[Stored items]
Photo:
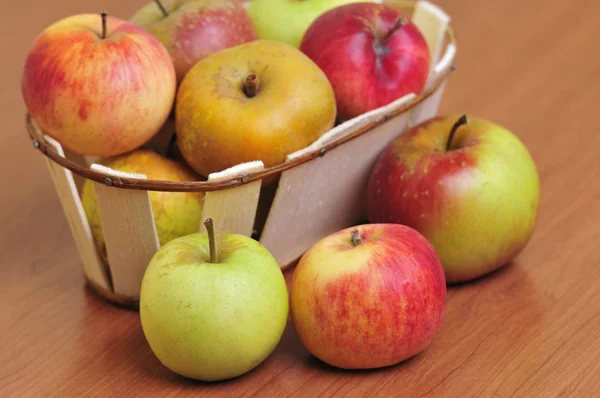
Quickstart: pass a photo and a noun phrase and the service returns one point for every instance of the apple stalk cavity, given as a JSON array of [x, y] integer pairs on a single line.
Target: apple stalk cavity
[[460, 122], [211, 240], [251, 85]]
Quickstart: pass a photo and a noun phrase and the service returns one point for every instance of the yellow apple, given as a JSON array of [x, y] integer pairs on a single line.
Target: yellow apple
[[175, 213], [258, 101]]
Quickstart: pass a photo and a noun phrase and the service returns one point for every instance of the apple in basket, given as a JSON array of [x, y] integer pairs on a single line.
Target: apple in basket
[[285, 20], [371, 53], [468, 185], [213, 307], [175, 213], [369, 296], [99, 85], [260, 100], [193, 29]]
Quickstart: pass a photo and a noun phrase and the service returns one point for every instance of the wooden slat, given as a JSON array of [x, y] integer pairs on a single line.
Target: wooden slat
[[327, 194], [233, 210], [67, 192], [433, 23], [129, 232]]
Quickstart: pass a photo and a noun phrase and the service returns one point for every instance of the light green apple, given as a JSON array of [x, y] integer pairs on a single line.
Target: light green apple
[[287, 20], [213, 311]]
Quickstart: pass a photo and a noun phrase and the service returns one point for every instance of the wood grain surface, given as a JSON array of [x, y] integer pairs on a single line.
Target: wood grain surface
[[531, 329]]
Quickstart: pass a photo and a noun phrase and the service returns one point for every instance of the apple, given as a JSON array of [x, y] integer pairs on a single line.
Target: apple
[[99, 85], [175, 213], [368, 296], [468, 185], [287, 20], [193, 29], [257, 101], [213, 310], [371, 53]]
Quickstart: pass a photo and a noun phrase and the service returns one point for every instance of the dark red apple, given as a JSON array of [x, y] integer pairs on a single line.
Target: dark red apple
[[371, 53]]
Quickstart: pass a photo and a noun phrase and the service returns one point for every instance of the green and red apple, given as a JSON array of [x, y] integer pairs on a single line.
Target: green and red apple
[[371, 53], [468, 185], [175, 213], [193, 29], [257, 101], [288, 20], [213, 309], [369, 296], [99, 85]]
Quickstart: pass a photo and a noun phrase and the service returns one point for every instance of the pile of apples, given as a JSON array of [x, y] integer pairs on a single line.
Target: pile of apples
[[448, 201]]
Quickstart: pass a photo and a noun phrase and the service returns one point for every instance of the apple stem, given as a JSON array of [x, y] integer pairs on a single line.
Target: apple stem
[[251, 85], [461, 121], [103, 14], [400, 22], [355, 237], [211, 239], [162, 8]]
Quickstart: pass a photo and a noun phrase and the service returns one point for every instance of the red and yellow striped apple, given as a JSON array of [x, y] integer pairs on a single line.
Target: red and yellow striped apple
[[371, 53], [193, 29], [99, 85], [369, 296], [471, 189]]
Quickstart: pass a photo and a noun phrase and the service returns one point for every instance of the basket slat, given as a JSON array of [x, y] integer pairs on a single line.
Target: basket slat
[[233, 210], [433, 23], [129, 231], [64, 183], [326, 194]]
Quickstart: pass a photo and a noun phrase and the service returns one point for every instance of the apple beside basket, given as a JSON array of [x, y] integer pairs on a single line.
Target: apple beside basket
[[321, 188]]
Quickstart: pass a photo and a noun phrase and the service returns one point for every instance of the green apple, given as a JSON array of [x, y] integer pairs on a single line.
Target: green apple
[[469, 186], [213, 311], [287, 20], [175, 213]]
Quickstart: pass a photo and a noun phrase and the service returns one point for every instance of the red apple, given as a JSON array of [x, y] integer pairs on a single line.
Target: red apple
[[471, 189], [369, 296], [101, 86], [371, 54], [193, 29]]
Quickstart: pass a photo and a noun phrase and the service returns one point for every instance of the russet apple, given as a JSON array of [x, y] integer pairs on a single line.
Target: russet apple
[[287, 20], [213, 309], [371, 53], [258, 101], [99, 85], [193, 29], [175, 213], [468, 185], [368, 296]]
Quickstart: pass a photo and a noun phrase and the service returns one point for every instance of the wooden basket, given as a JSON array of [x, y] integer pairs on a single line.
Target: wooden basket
[[321, 187]]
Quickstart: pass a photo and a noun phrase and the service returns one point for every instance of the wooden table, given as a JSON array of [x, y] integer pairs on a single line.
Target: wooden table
[[531, 329]]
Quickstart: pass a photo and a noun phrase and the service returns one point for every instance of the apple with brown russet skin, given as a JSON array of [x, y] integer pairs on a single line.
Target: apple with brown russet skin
[[99, 85], [258, 101], [468, 185], [371, 53], [369, 296], [193, 29]]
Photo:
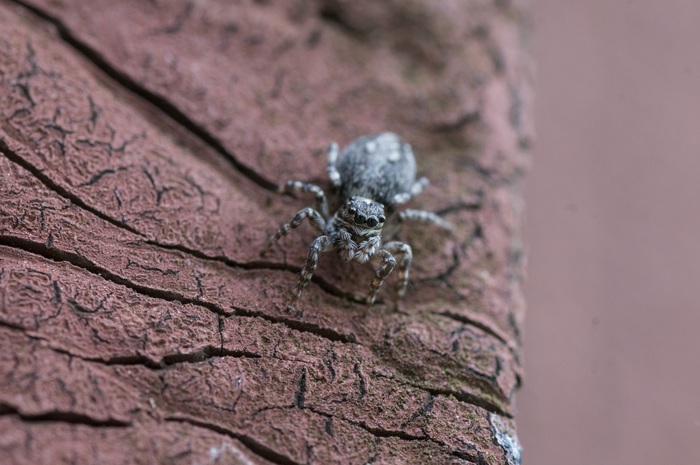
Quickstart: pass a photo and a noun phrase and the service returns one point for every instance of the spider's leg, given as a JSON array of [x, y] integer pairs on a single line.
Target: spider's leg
[[386, 263], [298, 186], [320, 244], [416, 189], [314, 217], [425, 217], [400, 248], [333, 173]]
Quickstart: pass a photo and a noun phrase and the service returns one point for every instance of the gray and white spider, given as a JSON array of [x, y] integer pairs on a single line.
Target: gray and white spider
[[372, 175]]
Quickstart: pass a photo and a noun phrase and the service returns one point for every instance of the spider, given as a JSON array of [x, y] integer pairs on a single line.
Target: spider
[[372, 175]]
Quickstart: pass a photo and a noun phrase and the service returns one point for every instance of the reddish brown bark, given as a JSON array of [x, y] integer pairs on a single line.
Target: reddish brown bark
[[141, 142]]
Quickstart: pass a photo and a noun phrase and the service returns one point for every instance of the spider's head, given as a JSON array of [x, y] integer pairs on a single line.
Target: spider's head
[[363, 215]]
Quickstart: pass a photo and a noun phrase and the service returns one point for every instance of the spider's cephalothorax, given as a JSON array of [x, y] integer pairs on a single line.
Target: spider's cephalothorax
[[372, 174]]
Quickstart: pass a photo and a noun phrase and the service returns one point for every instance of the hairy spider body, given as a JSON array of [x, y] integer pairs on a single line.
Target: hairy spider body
[[371, 174]]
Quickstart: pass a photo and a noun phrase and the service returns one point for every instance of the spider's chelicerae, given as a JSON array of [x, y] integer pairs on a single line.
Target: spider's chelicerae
[[372, 175]]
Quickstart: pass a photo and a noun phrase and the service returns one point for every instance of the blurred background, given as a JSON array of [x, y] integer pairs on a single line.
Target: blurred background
[[613, 233]]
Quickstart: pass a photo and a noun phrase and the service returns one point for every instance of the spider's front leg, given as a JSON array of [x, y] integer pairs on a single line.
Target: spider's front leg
[[314, 217], [320, 244]]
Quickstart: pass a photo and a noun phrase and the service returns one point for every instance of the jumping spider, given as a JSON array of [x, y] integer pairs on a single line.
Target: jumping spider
[[373, 175]]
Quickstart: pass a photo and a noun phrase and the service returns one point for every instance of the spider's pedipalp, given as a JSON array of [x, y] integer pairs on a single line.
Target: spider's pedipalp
[[400, 248], [385, 262]]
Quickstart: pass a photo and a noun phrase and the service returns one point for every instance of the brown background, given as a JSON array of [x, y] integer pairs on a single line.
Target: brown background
[[612, 370]]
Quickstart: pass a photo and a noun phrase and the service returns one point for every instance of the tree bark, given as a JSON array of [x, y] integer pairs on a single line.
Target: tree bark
[[141, 145]]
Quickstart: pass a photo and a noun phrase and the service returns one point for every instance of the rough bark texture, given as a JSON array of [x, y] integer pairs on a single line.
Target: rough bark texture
[[141, 143]]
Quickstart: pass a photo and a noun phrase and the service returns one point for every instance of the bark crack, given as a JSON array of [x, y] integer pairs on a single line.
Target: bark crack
[[167, 108], [83, 263]]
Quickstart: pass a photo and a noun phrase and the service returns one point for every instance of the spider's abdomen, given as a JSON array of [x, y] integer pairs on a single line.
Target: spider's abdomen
[[377, 167]]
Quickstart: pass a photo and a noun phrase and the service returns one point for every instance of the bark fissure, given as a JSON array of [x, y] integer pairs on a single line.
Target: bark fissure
[[83, 263], [167, 108], [54, 187], [256, 447], [61, 416]]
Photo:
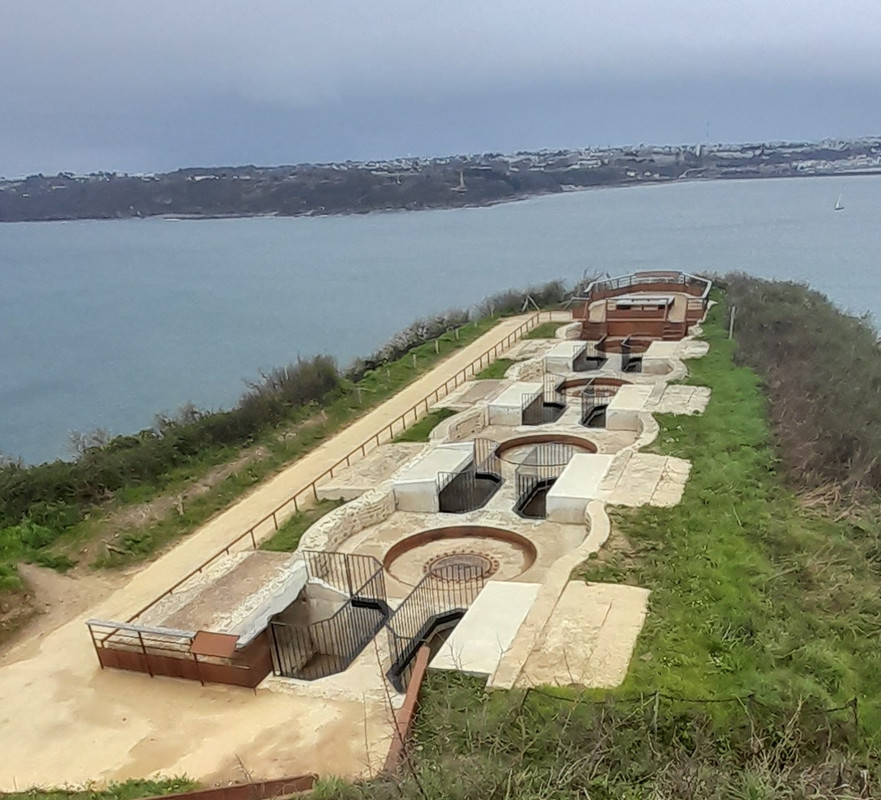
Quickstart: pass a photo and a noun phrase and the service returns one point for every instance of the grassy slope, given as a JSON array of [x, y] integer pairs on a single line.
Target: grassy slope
[[419, 431], [376, 387], [287, 538], [129, 790], [751, 593], [754, 598], [547, 330]]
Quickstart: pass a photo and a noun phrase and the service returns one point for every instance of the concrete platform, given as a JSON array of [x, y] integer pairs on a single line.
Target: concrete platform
[[507, 407], [638, 479], [236, 594], [589, 638], [487, 629], [578, 484], [561, 357], [622, 413], [471, 393]]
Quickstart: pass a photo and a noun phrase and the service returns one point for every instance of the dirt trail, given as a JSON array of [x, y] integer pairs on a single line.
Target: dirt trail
[[64, 721]]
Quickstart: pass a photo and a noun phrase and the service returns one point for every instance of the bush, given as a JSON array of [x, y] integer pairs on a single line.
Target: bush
[[822, 369]]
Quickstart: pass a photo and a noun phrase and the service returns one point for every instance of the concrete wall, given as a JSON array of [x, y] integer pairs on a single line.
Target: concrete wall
[[570, 331], [464, 426], [334, 528], [578, 484]]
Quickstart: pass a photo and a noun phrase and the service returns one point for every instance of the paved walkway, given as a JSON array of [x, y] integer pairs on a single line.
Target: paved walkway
[[65, 721]]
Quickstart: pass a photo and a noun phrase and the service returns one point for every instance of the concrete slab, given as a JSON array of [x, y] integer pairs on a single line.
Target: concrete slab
[[589, 638], [487, 629], [377, 466], [416, 486], [578, 484], [507, 407], [560, 358], [232, 595], [681, 399], [638, 479], [622, 413]]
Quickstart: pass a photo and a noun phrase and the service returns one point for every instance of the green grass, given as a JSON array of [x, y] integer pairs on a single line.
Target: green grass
[[129, 790], [763, 627], [495, 370], [752, 594], [287, 538], [419, 431], [375, 387], [547, 330]]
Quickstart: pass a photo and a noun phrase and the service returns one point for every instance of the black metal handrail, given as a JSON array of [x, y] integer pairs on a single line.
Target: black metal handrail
[[594, 400], [324, 647], [439, 599]]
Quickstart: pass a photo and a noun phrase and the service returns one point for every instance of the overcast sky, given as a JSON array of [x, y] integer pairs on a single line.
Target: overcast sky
[[149, 86]]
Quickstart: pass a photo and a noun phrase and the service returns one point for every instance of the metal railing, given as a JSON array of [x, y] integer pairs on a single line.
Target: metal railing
[[309, 493], [311, 650], [543, 405], [629, 361], [536, 474], [439, 600], [471, 488], [594, 400], [600, 289], [590, 357]]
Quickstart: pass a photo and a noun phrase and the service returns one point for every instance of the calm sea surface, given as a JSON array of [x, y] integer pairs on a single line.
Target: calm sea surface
[[103, 324]]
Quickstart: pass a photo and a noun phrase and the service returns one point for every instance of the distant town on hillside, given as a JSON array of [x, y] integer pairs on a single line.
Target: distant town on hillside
[[414, 183]]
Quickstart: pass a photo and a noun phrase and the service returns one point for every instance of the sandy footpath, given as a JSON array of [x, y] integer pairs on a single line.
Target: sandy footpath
[[64, 721]]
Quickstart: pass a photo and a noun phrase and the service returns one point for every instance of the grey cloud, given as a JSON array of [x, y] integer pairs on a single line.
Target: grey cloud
[[150, 85]]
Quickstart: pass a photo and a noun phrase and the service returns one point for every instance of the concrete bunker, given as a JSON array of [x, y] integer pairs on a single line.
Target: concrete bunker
[[226, 622], [545, 405], [630, 348], [451, 478], [537, 473], [474, 550]]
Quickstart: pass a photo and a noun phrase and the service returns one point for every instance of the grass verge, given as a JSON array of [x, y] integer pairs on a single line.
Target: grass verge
[[352, 401], [128, 790], [420, 431], [547, 330], [753, 594], [287, 538]]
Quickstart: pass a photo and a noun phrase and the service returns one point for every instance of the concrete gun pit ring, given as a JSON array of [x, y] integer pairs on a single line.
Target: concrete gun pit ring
[[489, 552]]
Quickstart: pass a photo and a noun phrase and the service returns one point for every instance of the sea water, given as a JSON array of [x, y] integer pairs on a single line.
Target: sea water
[[105, 323]]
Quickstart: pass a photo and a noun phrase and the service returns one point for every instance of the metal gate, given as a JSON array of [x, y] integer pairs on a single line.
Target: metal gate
[[536, 474], [328, 646], [594, 400]]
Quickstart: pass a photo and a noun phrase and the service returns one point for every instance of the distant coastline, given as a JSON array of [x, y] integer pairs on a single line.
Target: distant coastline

**REQUEST**
Turn the part of the lines above that starts with the line containing "apple stem, given" and ends with the line containing "[[469, 186], [213, 311], [287, 20], [175, 213]]" into a numbered list, counting both of those lines and skipping any blank lines.

**FINAL RESULT**
1. Quickstart: pass a photo and a noun phrase and the service returns one point for every instance of the apple stem, given as a JSON array of [x, y] integer pairs on a single line.
2. Target: apple stem
3. [[251, 85], [461, 121], [103, 14], [400, 22], [355, 237], [211, 239], [162, 8]]
4. Quickstart: pass a photo and a noun phrase and the service returns one point for every instance of the red and yellow striped apple, given as a JSON array of [x, y] integer pairs on a single line.
5. Target: red and yellow striped apple
6. [[371, 53], [193, 29], [99, 85], [369, 296], [471, 189]]
7. Quickstart: pass a photo and a noun phrase and the service returns one point for every instance of the basket slat, given as a JSON array of [x, y] integer pairs on a single line.
8. Target: basket slat
9. [[233, 210], [433, 23], [129, 231], [64, 183], [326, 194]]
10. Quickstart: pass a photo and a noun phrase and the service returns one point for every instance of the apple beside basket, given as a JSON array of [x, y] integer pairs on a single line.
11. Target: apple beside basket
12. [[321, 188]]
13. Quickstart: pass a photo and a noun phrase and the service returns one point for every instance of the green apple, given as a JSON array of [x, y] integer pairs on a single line.
14. Target: green apple
15. [[469, 186], [213, 311], [287, 20], [175, 213]]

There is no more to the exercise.